WRITTEN INSTRUCTION
All records should be reproduced verbatim.

GIVEN DATA
* * *

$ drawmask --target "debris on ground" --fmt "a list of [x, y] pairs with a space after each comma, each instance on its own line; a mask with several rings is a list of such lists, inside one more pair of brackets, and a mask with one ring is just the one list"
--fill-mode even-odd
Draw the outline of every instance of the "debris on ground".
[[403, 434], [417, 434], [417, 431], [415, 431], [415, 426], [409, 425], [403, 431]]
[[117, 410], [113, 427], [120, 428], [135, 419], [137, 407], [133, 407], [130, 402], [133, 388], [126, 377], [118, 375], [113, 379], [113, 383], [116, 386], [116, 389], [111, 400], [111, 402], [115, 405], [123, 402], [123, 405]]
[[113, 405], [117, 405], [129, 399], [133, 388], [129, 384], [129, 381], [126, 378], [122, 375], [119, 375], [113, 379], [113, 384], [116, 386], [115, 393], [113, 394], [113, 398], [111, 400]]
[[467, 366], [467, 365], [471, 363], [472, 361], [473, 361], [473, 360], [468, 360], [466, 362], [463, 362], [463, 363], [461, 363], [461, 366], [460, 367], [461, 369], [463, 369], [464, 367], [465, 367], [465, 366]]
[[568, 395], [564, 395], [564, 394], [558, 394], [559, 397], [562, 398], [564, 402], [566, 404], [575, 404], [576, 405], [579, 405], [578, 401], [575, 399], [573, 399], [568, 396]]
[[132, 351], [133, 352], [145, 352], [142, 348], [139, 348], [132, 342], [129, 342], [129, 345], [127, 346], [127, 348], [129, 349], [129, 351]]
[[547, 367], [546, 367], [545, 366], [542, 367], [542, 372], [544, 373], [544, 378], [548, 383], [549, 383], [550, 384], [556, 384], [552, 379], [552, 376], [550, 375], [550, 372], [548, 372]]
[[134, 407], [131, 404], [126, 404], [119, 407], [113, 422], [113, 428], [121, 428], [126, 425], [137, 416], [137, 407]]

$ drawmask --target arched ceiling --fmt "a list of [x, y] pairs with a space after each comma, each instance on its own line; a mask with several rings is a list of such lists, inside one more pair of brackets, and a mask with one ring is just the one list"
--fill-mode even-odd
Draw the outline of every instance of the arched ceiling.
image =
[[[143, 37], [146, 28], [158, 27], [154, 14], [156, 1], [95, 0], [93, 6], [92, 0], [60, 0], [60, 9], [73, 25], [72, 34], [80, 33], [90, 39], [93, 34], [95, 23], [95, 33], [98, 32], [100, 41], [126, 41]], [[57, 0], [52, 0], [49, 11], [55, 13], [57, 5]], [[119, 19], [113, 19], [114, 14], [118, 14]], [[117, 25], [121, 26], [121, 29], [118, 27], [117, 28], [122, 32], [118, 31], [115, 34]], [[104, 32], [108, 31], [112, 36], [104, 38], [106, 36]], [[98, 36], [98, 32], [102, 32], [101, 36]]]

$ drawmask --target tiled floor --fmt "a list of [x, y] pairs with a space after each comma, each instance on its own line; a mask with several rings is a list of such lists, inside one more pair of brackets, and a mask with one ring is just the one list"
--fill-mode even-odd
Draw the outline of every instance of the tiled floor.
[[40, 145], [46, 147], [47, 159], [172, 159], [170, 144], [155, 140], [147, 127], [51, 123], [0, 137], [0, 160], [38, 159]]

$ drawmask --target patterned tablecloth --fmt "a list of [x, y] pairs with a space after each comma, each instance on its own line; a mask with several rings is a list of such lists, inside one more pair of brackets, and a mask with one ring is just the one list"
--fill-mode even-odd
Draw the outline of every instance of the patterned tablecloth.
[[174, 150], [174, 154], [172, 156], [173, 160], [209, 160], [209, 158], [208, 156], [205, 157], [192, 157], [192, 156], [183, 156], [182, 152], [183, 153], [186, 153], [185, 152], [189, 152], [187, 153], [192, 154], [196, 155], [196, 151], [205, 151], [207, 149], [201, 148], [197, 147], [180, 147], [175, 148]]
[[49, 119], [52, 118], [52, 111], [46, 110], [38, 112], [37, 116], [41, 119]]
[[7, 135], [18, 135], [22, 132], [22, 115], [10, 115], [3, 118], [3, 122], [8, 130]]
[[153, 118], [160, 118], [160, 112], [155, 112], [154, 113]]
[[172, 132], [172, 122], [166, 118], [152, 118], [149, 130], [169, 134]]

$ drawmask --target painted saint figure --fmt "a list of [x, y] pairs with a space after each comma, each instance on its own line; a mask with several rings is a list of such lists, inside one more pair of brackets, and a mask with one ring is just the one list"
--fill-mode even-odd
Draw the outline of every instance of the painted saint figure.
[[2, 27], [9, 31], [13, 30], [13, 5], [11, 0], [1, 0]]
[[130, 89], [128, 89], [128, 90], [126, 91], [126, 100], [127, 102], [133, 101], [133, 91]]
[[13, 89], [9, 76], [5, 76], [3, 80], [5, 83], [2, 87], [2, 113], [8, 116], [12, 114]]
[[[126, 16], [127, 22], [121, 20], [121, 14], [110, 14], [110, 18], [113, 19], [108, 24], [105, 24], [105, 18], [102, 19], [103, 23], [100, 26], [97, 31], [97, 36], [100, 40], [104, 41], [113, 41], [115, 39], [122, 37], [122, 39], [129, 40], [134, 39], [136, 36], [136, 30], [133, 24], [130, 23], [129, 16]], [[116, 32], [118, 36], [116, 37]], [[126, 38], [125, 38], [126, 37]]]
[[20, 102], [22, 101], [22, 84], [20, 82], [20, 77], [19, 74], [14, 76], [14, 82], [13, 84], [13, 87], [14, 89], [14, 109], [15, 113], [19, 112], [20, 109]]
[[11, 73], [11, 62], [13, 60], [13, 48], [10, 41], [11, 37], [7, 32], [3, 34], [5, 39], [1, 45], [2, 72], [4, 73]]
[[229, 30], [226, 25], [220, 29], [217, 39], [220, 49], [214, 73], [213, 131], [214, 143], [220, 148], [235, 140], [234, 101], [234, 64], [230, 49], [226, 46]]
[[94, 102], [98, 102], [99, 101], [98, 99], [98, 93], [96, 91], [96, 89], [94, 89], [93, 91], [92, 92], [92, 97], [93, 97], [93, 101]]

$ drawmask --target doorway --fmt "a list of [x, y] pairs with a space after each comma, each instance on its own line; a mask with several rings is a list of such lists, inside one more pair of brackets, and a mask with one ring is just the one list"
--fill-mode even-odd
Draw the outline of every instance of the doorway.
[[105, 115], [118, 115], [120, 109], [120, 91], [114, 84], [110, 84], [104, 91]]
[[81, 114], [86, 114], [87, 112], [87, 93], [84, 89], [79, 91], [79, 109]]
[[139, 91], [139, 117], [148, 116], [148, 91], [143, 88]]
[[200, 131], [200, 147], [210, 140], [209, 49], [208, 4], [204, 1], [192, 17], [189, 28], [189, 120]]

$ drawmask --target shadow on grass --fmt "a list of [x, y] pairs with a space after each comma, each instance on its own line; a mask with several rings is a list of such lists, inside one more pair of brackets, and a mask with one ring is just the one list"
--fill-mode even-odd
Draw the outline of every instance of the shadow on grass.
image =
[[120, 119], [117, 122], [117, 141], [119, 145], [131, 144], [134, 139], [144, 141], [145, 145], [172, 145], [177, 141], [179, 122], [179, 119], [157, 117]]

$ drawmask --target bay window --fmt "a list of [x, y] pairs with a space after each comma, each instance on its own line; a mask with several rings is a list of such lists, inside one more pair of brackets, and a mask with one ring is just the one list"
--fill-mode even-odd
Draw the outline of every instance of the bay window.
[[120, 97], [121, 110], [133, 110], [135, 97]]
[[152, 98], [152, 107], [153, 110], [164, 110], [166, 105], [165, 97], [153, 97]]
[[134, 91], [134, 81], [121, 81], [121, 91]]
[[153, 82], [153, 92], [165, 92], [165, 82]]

* * *

RESULT OF THIS EXERCISE
$ drawmask --target "debris on ground" --fmt "a list of [x, y] pairs with a space after each comma, each instance on its own line; a mask with several rings is a list of such lists, inside one more pair of brackets, and a mask with one ring is just the one list"
--fill-mode even-odd
Draw the outline of every instance of the "debris on ground".
[[403, 434], [417, 434], [417, 431], [415, 431], [415, 426], [409, 425], [403, 431]]
[[117, 410], [113, 427], [120, 428], [135, 419], [137, 407], [133, 407], [130, 402], [133, 388], [126, 377], [118, 375], [113, 379], [113, 383], [116, 386], [116, 389], [111, 400], [111, 402], [115, 405], [123, 402], [123, 405]]
[[113, 405], [117, 405], [129, 399], [133, 388], [129, 384], [129, 381], [126, 378], [122, 375], [119, 375], [113, 379], [113, 384], [116, 386], [115, 393], [113, 394], [113, 398], [111, 400]]
[[467, 366], [467, 365], [471, 363], [472, 361], [473, 361], [473, 360], [468, 360], [466, 362], [463, 362], [463, 363], [461, 363], [461, 366], [460, 367], [461, 369], [463, 369], [464, 367], [465, 367], [465, 366]]
[[568, 395], [564, 395], [564, 394], [558, 394], [559, 397], [562, 398], [564, 402], [566, 404], [575, 404], [576, 405], [579, 405], [578, 401], [575, 399], [573, 399], [568, 396]]
[[132, 351], [133, 352], [145, 352], [142, 348], [139, 348], [132, 342], [129, 342], [129, 345], [127, 346], [127, 348], [129, 349], [129, 351]]
[[547, 367], [546, 367], [545, 366], [542, 367], [542, 372], [544, 373], [544, 378], [548, 383], [549, 383], [550, 384], [556, 384], [552, 379], [552, 376], [550, 375], [550, 372], [548, 372]]
[[134, 407], [131, 404], [126, 404], [119, 407], [113, 422], [113, 428], [121, 428], [126, 425], [137, 416], [137, 407]]

$ drawmask --target arched ceiling --fmt "a list of [x, y] pairs with a space after each comma, each instance on its own line; a mask with several rings is a list of such lists, inside one more pair of brackets, and a mask with one ring is just the one list"
--fill-mode even-odd
Draw the outline of every instance of the arched ceiling.
image =
[[[143, 37], [146, 28], [158, 27], [154, 14], [156, 1], [95, 0], [93, 6], [92, 0], [60, 0], [60, 9], [73, 25], [72, 34], [80, 33], [90, 39], [93, 34], [95, 23], [95, 33], [98, 32], [100, 41], [126, 41]], [[57, 0], [52, 0], [49, 11], [55, 13], [57, 5]], [[119, 19], [113, 19], [114, 14], [118, 14]], [[117, 25], [121, 26], [121, 29], [118, 27], [117, 28], [122, 32], [118, 31], [115, 34]], [[104, 32], [108, 31], [112, 36], [104, 38], [106, 36]], [[98, 36], [98, 32], [102, 32], [101, 36]]]

$ drawmask --target tiled floor --fmt "a list of [x, y] pairs with a space after each comma, each instance on its own line; a mask with several rings is a list of such lists, inside one more pair of brackets, and a mask with one ring is just the one list"
--fill-mode even-odd
Draw the outline of every instance of the tiled floor.
[[40, 145], [46, 147], [47, 159], [172, 159], [170, 144], [155, 140], [147, 127], [51, 123], [0, 137], [0, 160], [38, 159]]

$ drawmask --target patterned tablecloth --fmt "a list of [x, y] pairs with a space after each comma, each instance on its own line; a mask with several rings is a list of such lists, inside one more pair of brackets, and a mask with one ring is just the one list"
--fill-mode even-odd
Draw the outline of every instance of the patterned tablecloth.
[[174, 150], [174, 154], [172, 156], [173, 160], [209, 160], [209, 158], [208, 156], [205, 157], [192, 157], [192, 156], [183, 156], [182, 152], [183, 153], [186, 153], [185, 152], [189, 152], [187, 153], [192, 154], [196, 155], [196, 151], [205, 151], [207, 149], [201, 148], [197, 147], [180, 147], [175, 148]]
[[49, 119], [52, 118], [52, 111], [46, 110], [38, 112], [37, 116], [41, 119]]
[[7, 135], [18, 135], [22, 132], [22, 115], [10, 115], [3, 118], [3, 122], [8, 130]]
[[153, 118], [160, 118], [160, 112], [155, 112], [154, 113]]
[[172, 132], [172, 122], [166, 118], [152, 118], [149, 130], [169, 134]]

$ drawmask --target painted saint figure --fmt "a list of [x, y] pairs with a space after each comma, each instance on its own line; a mask with several rings is a list of such lists, inside one more pair of brackets, and a mask with one ring is just the one list"
--fill-mode even-odd
Draw the outline of every instance of the painted saint figure.
[[2, 27], [9, 31], [13, 30], [13, 5], [11, 0], [1, 0]]
[[130, 89], [128, 89], [128, 90], [126, 91], [126, 100], [127, 102], [133, 101], [133, 91]]
[[13, 89], [9, 76], [5, 76], [3, 80], [5, 83], [2, 87], [2, 113], [8, 116], [12, 114]]
[[[126, 16], [127, 22], [121, 20], [121, 14], [110, 14], [110, 18], [113, 19], [108, 24], [105, 24], [105, 18], [102, 19], [103, 23], [100, 26], [97, 31], [97, 36], [100, 40], [104, 41], [113, 41], [115, 39], [122, 37], [122, 39], [129, 40], [134, 39], [136, 36], [136, 30], [133, 24], [130, 23], [129, 16]], [[116, 32], [118, 36], [116, 37]], [[126, 38], [125, 38], [126, 37]]]
[[20, 102], [22, 101], [22, 84], [20, 82], [20, 77], [19, 74], [14, 76], [14, 82], [13, 84], [13, 87], [14, 89], [14, 109], [15, 113], [19, 112], [20, 109]]
[[11, 73], [11, 62], [13, 60], [13, 48], [10, 41], [11, 37], [7, 32], [3, 34], [5, 39], [1, 45], [2, 72], [4, 73]]
[[229, 30], [226, 25], [220, 29], [217, 39], [220, 49], [214, 73], [213, 131], [214, 143], [220, 148], [235, 140], [234, 101], [234, 64], [230, 49], [226, 46]]
[[94, 102], [98, 102], [99, 101], [98, 99], [98, 93], [96, 91], [96, 89], [94, 89], [93, 91], [92, 92], [92, 97], [93, 97], [93, 101]]

$ drawmask --target doorway --fmt "a list of [x, y] pairs with a space after each comma, each instance on its own line; a mask with several rings is a list of such lists, inside one more pair of brackets, and a mask with one ring is just the one list"
--fill-mode even-odd
Draw the outline of every instance of the doorway.
[[105, 115], [118, 115], [120, 109], [120, 91], [114, 84], [110, 84], [104, 91]]
[[81, 114], [86, 114], [87, 112], [87, 93], [84, 89], [79, 91], [79, 109]]
[[139, 91], [139, 117], [148, 116], [148, 91], [143, 88]]
[[200, 131], [200, 147], [210, 140], [209, 49], [208, 4], [204, 1], [192, 17], [189, 28], [189, 120]]

$ drawmask --target shadow on grass --fmt "a list of [x, y] pairs with a space after each comma, each instance on its own line; a mask with several rings is a list of such lists, inside one more pair of brackets, and a mask with one ring is just the one list"
--fill-mode even-odd
Draw the outline of every instance of the shadow on grass.
image =
[[120, 119], [117, 122], [117, 141], [119, 145], [131, 144], [134, 139], [144, 141], [145, 145], [172, 145], [177, 141], [179, 122], [179, 119], [157, 117]]

$ drawmask --target bay window --fmt "a list of [x, y] pairs with a space after each comma, each instance on its own line; a mask with several rings is a list of such lists, inside one more pair of brackets, and a mask with one ring is just the one list"
--fill-mode even-odd
Draw the outline of every instance of the bay window.
[[120, 97], [121, 110], [133, 110], [135, 97]]
[[152, 98], [152, 107], [153, 110], [164, 110], [166, 105], [165, 97], [153, 97]]
[[134, 91], [134, 81], [121, 81], [121, 91]]
[[153, 82], [153, 92], [165, 92], [165, 82]]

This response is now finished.